# Exercise prompt
Copy out everything in the article on automated hiring from "1-click applications are" down to "efficiency) for you.", changing "vacancy" to "opening".

# Source passage

--- --- ---

Is Automated Hiring Making It Too Easy for Candidates to Dislike You?

With every human interaction you remove from the hiring process, you’re creating a new potential pitfall for your candidate experience.

1-click applications are a godsend for recruiters and candidates, right?

They give top talent a fast-forward button to your vacancy, meaning you don’t miss out on those stellar candidates too busy being brilliant to complete an entire application form from scratch. Convenience for candidates and a steady flow of engaged applicants into your ATS (not to mention greater resource efficiency) for you.

Another win-win layer of hiring automation. Trebles all round!

Except it isn’t so straightforward. Like so many steps in the march to automated recruiting, 1-click applications present a precarious trade-off between efficiency, employer branding and candidate experience.

It’s a basic tenet of motivation: the easier something becomes, the less commitment it requires and the lower its perceived value.

If you see a job you really want, you’re willing to run through walls to get it. When you’re offered a one-step, no-hassle way to apply, it suddenly feels cheaper, less worthwhile. “Who’s to say,” thinks the applicant, “that an army of unqualified candidates isn’t right now blindly clicking in their application, swamping the process in mediocrity?”

--- --- ---

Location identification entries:

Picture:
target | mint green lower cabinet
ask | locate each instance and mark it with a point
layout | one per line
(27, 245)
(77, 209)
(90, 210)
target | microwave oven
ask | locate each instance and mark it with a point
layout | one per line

--- --- ---

# Reply to the task
1-click applications are a godsend for recruiters and candidates, right?

They give top talent a fast-forward button to your opening, meaning you don’t miss out on those stellar candidates too busy being brilliant to complete an entire application form from scratch. Convenience for candidates and a steady flow of engaged applicants into your ATS (not to mention greater resource efficiency) for you.